**Material for the task:**
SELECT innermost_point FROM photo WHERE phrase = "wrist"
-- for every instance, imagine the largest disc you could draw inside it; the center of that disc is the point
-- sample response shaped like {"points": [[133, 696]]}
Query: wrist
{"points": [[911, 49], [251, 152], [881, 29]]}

**What you need to do:** Rename every "wrist" in these lines to "ankle" and leave the rest untouched.

**Expected answer:**
SELECT innermost_point FROM photo WHERE phrase = "ankle"
-- for every instance, imagine the largest disc you could draw inside it; the center of that disc is the point
-- sample response shaped like {"points": [[133, 696]]}
Query: ankle
{"points": [[911, 49], [251, 152], [881, 29]]}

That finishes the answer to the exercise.